• Material for the task
"""

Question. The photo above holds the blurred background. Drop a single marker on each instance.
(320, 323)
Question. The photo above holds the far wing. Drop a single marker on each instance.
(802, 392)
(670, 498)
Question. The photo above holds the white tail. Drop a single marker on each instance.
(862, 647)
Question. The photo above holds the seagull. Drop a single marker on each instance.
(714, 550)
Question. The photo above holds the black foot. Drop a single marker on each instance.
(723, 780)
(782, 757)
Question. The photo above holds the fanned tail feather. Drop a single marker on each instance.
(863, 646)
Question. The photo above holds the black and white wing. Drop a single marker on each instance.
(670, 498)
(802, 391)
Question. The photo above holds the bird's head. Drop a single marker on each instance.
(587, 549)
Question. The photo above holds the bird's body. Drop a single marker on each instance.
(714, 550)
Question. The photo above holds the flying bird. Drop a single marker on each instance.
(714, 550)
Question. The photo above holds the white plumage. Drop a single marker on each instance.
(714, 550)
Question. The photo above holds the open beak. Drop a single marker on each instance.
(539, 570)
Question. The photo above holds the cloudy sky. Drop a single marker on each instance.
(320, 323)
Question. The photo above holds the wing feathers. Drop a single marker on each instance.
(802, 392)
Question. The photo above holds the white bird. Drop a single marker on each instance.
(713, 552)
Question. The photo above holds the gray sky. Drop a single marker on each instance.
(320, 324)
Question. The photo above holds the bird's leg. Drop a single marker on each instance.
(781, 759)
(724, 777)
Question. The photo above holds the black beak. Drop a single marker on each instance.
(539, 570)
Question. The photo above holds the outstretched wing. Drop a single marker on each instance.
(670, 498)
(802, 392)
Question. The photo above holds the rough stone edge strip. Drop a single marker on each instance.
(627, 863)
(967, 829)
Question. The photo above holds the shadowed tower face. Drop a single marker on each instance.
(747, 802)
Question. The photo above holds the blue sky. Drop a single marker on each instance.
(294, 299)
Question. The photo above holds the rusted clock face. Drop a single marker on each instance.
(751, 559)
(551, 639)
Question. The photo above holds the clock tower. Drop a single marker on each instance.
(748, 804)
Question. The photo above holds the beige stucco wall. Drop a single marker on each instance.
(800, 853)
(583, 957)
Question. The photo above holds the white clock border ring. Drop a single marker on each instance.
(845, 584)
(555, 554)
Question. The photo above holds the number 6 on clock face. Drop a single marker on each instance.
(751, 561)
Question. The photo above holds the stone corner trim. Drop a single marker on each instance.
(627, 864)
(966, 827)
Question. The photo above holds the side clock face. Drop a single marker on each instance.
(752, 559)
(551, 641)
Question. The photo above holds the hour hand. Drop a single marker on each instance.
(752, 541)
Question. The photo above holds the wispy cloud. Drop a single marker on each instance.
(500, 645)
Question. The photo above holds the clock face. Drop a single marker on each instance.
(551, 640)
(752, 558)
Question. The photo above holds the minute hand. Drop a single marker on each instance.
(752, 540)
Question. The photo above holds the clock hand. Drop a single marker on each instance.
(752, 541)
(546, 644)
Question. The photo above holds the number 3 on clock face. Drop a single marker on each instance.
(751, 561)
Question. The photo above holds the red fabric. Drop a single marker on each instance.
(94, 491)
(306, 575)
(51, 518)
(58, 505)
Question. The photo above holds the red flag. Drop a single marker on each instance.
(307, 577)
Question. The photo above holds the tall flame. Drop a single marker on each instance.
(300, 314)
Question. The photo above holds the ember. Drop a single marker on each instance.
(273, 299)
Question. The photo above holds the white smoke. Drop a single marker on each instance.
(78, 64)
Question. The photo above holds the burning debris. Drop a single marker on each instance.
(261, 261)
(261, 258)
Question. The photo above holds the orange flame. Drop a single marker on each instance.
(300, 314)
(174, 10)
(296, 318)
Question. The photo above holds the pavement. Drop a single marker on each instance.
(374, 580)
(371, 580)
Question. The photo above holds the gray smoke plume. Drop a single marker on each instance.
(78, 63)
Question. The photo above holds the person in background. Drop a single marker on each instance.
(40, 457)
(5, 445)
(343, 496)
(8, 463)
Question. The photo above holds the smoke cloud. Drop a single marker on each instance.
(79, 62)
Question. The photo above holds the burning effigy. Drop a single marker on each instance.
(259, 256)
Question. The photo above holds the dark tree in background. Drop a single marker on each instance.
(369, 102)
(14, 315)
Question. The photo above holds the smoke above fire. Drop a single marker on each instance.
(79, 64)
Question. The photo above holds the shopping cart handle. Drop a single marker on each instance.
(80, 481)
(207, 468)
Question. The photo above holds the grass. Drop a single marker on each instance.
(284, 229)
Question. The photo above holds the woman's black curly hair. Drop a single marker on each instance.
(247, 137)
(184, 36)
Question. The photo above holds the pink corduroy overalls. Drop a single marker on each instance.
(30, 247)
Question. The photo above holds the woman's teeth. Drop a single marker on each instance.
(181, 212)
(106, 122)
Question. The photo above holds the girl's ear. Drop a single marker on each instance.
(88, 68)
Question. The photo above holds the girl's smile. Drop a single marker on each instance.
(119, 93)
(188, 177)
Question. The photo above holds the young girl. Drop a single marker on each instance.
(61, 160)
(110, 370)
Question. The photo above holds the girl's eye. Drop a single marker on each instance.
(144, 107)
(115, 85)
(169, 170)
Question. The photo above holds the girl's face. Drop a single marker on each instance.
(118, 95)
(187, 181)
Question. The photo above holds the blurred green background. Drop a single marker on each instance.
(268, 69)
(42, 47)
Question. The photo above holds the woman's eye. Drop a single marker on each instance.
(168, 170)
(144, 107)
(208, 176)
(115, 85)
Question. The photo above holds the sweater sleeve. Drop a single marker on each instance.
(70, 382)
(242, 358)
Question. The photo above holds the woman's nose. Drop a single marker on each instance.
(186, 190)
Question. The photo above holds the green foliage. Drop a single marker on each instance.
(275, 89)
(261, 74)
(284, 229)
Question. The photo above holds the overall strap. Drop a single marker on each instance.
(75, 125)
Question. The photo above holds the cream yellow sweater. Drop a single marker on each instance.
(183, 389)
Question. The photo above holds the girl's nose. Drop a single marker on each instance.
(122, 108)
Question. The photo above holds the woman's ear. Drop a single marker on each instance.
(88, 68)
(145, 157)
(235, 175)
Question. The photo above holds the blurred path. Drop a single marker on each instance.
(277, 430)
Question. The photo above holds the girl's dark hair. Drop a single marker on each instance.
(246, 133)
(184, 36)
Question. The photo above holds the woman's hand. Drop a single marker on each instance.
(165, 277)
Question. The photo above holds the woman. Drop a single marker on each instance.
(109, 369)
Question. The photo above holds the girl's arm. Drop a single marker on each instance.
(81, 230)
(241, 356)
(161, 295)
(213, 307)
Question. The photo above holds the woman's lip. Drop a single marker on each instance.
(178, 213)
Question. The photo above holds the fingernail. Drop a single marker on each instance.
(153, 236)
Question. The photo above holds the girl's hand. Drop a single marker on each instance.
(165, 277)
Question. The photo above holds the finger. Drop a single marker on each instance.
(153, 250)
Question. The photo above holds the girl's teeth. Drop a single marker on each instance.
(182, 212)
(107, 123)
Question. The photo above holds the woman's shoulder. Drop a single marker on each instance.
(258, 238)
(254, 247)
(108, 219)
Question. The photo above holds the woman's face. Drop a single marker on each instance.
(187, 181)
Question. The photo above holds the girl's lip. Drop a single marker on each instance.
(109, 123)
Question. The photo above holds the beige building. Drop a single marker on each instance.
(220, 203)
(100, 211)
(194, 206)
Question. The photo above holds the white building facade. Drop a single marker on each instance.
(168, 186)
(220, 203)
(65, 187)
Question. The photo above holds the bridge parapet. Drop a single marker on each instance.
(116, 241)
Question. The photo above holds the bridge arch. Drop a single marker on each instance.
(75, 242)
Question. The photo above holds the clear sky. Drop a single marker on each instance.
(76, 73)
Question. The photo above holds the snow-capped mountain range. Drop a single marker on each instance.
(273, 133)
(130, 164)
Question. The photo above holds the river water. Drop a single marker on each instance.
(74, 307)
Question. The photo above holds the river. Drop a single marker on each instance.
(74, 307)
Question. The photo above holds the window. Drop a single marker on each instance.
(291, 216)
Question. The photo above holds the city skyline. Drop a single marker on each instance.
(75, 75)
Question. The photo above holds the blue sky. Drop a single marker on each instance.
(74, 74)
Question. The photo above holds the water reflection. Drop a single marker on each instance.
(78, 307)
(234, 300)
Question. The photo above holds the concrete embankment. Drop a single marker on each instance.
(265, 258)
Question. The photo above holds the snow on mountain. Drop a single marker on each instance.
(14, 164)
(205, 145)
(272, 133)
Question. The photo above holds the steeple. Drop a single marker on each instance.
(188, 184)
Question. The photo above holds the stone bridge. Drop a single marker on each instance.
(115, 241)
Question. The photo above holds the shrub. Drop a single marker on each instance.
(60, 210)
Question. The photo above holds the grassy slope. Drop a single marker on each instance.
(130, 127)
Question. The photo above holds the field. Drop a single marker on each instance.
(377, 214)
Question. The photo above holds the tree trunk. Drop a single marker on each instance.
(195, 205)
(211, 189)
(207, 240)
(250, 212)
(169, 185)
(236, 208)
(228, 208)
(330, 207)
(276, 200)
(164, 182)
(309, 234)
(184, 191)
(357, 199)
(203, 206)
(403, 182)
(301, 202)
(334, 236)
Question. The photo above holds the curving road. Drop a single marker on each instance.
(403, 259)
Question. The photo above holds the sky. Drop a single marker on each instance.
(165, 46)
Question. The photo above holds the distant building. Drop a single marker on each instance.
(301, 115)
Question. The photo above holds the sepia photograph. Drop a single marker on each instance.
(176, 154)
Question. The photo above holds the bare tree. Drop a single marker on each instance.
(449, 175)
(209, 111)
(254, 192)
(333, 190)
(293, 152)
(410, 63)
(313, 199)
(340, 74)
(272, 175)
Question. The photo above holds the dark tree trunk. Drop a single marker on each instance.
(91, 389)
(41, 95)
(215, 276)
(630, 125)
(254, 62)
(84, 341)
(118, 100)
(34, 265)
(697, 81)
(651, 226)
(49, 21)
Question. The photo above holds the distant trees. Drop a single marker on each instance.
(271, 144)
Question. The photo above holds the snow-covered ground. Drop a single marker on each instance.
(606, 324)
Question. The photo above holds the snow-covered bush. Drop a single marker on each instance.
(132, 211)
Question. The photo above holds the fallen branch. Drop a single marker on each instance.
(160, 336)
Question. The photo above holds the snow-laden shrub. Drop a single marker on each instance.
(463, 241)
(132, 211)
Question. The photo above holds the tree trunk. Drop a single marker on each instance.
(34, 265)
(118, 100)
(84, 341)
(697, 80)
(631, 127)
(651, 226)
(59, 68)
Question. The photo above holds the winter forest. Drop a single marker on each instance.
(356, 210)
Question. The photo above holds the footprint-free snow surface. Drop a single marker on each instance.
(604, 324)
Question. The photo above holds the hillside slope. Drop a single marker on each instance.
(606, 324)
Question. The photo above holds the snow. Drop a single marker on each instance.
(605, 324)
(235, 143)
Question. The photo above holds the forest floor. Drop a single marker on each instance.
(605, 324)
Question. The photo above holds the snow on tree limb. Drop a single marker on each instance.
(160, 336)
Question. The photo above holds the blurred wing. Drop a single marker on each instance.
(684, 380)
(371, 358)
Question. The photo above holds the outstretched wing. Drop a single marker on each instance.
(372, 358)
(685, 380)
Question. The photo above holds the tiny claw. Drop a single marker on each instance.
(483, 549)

"""

• Objective
Beginning at the line that holds "Question. The photo above holds the sky.", write out word for word each line through the end of the records.

• Finished task
Question. The photo above holds the sky. Drop a single marker on each instance.
(165, 46)
Question. The photo above holds the distant building. Drop a single marker on each instance.
(301, 115)
Question. The photo above holds the sepia photograph. Drop a single marker on each instance.
(176, 154)
Question. The photo above holds the bare tree. Drop a single marker on each instance.
(449, 175)
(209, 111)
(254, 192)
(333, 190)
(293, 152)
(410, 63)
(313, 199)
(340, 74)
(272, 175)
Question. The photo above holds the dark tree trunk. Drop a single marker on each instance.
(91, 389)
(41, 95)
(215, 276)
(630, 125)
(254, 62)
(84, 341)
(118, 100)
(34, 265)
(697, 81)
(651, 226)
(49, 21)
Question. The photo above holds the distant trees. Drop a single marker on each instance.
(271, 144)
Question. The photo above holds the snow-covered ground. Drop a single marker on each instance.
(606, 324)
Question. The photo above holds the snow-covered bush. Drop a single marker on each instance.
(132, 211)
Question. The photo above holds the fallen branch. Drop a single marker on each instance.
(160, 336)
Question. The photo above holds the snow-laden shrub. Drop a single marker on each instance.
(463, 241)
(132, 211)
Question. The photo above holds the tree trunk. Drop a single marker on each instance.
(34, 265)
(118, 100)
(84, 341)
(697, 80)
(631, 127)
(651, 226)
(59, 68)
Question. The photo above holds the winter forest. Drop a single marker on each instance.
(356, 210)
Question. The photo above holds the footprint-free snow surface. Drop a single marker on each instance.
(604, 324)
Question. The photo above holds the hillside slope. Drop a single marker on each instance.
(606, 324)
Question. The photo above holds the snow. Drop a single marker on each instance.
(605, 324)
(235, 143)
Question. The photo above holds the forest floor. Drop a single marker on each instance.
(605, 324)
Question. The photo above holds the snow on tree limb. Drop a single marker on each instance.
(160, 336)
Question. The photo above holds the blurred wing. Drop a single marker on each instance.
(684, 380)
(371, 358)
Question. The photo above holds the outstretched wing. Drop a single marker on each instance.
(372, 358)
(685, 380)
Question. The photo above holds the tiny claw. Drop a single marker on each instance.
(483, 549)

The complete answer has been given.